How many lines below include the string "knit"? State the number alone.
[DATA EXTRACT — start]
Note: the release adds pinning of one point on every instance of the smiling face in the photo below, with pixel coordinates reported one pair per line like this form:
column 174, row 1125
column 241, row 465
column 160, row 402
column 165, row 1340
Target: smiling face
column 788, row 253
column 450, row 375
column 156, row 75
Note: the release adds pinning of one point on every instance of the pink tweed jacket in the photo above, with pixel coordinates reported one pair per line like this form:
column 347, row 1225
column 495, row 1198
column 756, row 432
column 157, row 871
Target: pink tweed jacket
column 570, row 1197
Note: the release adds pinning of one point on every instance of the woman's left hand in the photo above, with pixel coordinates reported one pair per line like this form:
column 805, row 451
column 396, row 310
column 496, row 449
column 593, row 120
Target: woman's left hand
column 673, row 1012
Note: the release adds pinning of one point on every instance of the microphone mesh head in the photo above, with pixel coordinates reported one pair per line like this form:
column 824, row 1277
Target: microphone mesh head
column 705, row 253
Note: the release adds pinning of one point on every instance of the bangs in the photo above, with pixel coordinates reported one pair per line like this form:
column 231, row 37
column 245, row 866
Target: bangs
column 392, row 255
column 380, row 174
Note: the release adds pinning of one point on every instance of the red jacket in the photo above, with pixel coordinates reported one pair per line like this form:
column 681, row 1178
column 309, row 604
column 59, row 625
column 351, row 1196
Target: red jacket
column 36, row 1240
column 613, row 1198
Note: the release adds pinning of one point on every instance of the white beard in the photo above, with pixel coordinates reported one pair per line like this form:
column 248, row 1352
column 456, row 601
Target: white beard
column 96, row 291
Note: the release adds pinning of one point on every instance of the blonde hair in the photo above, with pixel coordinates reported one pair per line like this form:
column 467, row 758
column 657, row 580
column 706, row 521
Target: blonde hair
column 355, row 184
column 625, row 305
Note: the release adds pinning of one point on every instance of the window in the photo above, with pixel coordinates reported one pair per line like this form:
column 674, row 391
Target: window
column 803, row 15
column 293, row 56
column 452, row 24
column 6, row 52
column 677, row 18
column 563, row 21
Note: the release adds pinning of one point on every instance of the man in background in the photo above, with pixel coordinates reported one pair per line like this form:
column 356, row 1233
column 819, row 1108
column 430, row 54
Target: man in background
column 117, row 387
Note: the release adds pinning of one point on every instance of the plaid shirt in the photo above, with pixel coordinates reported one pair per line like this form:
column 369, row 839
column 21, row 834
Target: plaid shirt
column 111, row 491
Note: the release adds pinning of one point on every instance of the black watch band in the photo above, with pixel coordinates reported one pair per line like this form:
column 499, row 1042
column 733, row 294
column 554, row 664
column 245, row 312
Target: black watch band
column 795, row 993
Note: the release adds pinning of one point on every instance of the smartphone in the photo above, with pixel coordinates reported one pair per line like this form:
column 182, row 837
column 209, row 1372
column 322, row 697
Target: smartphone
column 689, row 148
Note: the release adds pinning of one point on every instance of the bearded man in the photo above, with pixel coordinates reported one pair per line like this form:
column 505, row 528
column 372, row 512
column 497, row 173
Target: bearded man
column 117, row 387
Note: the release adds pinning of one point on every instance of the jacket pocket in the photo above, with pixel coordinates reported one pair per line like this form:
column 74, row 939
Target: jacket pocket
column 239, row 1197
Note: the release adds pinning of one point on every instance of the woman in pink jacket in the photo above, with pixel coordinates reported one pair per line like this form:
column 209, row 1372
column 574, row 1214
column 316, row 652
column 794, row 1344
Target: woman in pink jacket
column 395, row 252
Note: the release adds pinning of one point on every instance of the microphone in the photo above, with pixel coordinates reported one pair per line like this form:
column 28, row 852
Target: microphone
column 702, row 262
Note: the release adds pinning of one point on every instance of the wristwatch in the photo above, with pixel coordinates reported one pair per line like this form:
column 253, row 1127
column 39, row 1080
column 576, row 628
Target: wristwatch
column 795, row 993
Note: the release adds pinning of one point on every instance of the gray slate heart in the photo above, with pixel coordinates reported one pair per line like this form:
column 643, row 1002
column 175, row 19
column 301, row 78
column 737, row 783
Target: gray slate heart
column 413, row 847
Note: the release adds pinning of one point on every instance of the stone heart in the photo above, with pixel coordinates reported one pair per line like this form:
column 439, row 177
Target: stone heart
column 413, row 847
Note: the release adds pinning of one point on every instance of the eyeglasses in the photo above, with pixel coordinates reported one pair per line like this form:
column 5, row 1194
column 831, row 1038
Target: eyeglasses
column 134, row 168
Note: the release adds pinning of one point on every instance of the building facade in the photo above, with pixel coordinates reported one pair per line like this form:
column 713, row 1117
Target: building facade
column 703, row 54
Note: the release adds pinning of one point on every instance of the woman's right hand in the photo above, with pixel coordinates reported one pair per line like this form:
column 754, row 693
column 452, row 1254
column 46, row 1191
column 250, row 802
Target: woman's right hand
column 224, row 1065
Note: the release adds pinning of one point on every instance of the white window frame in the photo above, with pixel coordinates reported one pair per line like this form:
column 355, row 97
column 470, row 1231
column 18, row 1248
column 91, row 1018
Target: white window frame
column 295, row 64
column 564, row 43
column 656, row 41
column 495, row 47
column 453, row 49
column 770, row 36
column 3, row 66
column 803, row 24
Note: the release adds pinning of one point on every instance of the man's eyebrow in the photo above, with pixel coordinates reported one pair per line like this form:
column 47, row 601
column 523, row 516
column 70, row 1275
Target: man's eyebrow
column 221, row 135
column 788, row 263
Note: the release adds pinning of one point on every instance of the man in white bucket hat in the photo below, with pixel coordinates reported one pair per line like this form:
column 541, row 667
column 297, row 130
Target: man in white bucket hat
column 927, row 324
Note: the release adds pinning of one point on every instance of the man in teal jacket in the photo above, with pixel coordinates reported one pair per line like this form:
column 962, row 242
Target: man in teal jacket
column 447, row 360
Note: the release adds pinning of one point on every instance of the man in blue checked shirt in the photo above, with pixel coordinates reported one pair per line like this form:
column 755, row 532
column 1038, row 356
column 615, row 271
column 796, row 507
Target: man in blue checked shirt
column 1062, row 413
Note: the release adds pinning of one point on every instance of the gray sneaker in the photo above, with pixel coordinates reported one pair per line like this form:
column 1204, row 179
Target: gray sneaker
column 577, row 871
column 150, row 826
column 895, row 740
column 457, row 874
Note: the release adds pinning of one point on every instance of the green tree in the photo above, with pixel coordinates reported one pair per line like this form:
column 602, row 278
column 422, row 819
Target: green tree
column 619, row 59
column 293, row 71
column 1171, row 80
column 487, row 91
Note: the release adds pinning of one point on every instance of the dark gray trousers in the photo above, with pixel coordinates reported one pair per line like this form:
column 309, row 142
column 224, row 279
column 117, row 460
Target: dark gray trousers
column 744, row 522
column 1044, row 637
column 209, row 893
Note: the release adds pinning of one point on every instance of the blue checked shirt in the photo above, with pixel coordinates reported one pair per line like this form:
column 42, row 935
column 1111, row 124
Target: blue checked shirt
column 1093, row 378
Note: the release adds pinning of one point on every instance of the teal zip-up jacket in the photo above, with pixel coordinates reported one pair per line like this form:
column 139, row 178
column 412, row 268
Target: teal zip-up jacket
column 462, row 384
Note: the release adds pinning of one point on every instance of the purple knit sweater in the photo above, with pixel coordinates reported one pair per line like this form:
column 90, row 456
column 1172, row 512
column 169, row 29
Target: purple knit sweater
[DATA EXTRACT — finish]
**SOLUTION FOR THIS TASK**
2